* Série d'exercices *
a - Reproduisez le passage de l'article sur l'opération de Christophe Fuselier compris entre "Opéré il y a" et "amputé d'une jambe.", ces deux limites incluses.
b - D'après l'article sur l'opération de Christophe Fuselier, les affirmations suivantes sont-elles exactes ? Répondez par oui ou par non et citez à l'identique les mots du texte qui tranchent. (i) Christophe Fuselier exerçait autrefois le métier de chauffeur routier. (ii) Le chirurgien a été suspendu à compter du 1er janvier 2019. (iii) L'enquête de l'Assurance Maladie a recensé 54 dossiers concernant les années 2013 et 2014.

Opéré il y a une dizaine d'années pour un problème de douleur dorsale, Christophe Fuselier, ancien chauffeur routier, se déplace aujourd'hui en chaise roulante. Sa veine iliaque, qui draine les jambes et le petit bassin, a été sectionnée accidentellement durant l'intervention. Résultat, une hémorragie importante, un manque d'irrigation de sa jambe et des opérations répétées suite à une multiplication d'infections post-chirurgicales. "Pendant 10 ans, cela m'obligeait à retourner pratiquement tous les mois à l'hôpital", raconte-t-il. Finalement, il a dû être amputé d'une jambe.

En janvier 2019, le conseil de l'Ordre des médecins a décidé de suspendre de ses fonctions le chirurgien mis en cause à compter du 1er mai, rapporte 20 Minutes. Une décision qui fait suite, au-delà de la plainte déposée par Christophe Fuselier, à une enquête diligentée par l'Assurance Maladie qui a permis de recenser 54 dossiers portant sur les années 2013 et 2014 dans lesquels des patients auraient été opérés "sans justification médicale".

"On ne peut pas opérer des gens en faisant n'importe quoi"

* Extraits des données *
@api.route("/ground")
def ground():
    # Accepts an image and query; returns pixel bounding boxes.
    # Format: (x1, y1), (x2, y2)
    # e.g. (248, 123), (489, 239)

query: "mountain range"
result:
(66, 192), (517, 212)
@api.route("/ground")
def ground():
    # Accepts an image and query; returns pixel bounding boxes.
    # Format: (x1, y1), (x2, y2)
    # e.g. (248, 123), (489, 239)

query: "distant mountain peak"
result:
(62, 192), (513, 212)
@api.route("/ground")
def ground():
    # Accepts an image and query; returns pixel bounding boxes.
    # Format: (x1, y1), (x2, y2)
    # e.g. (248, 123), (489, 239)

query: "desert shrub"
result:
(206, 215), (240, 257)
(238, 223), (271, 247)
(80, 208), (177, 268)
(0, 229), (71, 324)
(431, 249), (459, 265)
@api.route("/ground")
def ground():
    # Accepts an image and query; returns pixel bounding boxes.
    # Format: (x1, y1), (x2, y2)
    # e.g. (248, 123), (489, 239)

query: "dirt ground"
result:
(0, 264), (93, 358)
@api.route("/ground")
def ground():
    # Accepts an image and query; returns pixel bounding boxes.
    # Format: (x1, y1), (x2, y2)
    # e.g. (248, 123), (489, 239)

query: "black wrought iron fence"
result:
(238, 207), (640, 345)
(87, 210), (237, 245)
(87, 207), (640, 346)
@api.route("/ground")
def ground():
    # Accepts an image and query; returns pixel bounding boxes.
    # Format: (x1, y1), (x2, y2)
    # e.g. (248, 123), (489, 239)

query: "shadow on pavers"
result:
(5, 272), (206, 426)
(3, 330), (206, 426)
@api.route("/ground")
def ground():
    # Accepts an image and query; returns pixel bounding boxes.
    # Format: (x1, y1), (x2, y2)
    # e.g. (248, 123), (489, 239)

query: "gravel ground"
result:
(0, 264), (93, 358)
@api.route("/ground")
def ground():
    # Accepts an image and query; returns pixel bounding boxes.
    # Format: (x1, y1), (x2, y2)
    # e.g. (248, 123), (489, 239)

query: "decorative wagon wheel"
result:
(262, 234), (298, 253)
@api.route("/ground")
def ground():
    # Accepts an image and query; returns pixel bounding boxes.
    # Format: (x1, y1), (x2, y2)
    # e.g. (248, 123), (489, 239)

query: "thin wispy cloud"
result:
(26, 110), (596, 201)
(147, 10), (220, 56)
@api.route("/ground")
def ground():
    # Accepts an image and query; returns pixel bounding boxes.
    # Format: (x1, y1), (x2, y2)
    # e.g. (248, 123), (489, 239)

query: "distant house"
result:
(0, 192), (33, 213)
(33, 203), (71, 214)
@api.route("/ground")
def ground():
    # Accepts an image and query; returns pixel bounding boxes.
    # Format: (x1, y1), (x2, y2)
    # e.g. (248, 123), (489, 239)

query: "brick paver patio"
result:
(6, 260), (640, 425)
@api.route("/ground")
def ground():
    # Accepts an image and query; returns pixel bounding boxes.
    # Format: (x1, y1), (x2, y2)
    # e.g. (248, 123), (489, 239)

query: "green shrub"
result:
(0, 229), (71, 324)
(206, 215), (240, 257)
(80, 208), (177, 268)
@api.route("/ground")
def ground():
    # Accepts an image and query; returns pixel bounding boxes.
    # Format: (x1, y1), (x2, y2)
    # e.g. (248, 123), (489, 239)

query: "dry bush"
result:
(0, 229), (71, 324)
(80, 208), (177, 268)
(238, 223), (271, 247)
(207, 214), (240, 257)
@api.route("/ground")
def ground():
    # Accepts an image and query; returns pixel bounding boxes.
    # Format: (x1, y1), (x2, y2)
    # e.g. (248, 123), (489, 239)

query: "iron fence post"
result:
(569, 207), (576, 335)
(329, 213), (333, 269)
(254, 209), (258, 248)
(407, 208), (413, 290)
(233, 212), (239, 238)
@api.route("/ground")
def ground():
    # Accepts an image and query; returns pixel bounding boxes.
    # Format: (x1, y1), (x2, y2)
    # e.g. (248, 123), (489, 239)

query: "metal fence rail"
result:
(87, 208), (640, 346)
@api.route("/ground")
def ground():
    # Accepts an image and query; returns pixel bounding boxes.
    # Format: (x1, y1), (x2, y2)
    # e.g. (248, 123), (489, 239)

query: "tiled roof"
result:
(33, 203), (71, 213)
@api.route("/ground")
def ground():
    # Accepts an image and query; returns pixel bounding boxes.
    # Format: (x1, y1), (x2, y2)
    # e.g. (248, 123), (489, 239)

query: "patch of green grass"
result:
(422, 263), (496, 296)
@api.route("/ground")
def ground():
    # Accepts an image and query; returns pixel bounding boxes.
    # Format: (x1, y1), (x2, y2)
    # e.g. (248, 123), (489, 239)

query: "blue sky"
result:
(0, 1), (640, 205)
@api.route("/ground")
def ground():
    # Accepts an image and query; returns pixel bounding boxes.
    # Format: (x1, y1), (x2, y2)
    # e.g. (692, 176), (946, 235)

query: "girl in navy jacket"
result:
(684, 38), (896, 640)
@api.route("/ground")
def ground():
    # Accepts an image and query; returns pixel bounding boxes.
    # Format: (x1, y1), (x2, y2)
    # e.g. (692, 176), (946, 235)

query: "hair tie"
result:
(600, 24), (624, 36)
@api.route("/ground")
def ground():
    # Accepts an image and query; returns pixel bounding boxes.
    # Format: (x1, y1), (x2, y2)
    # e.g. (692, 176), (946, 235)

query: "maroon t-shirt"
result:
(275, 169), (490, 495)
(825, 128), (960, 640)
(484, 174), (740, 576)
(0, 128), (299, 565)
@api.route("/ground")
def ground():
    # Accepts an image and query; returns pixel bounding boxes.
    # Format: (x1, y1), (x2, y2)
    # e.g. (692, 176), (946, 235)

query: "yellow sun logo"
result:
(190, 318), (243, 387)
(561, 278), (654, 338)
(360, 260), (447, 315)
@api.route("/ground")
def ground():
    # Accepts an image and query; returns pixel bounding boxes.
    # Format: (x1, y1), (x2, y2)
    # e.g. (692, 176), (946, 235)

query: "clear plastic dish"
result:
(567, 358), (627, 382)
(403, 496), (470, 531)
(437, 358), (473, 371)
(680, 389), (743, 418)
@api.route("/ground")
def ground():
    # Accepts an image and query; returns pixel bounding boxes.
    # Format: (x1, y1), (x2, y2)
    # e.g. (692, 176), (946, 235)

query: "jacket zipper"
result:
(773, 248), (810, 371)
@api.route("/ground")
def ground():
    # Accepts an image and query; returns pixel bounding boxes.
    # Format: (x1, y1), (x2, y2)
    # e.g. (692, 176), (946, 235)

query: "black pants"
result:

* Résultats obtenus *
a -
Opéré il y a une dizaine d'années pour un problème de douleur dorsale, Christophe Fuselier, ancien chauffeur routier, se déplace aujourd'hui en chaise roulante. Sa veine iliaque, qui draine les jambes et le petit bassin, a été sectionnée accidentellement durant l'intervention. Résultat, une hémorragie importante, un manque d'irrigation de sa jambe et des opérations répétées suite à une multiplication d'infections post-chirurgicales. "Pendant 10 ans, cela m'obligeait à retourner pratiquement tous les mois à l'hôpital", raconte-t-il. Finalement, il a dû être amputé d'une jambe.

b -
(i) Oui : « ancien chauffeur routier ».
(ii) Non : « suspendre de ses fonctions le chirurgien mis en cause à compter du 1er mai ».
(iii) Oui : « 54 dossiers portant sur les années 2013 et 2014 ».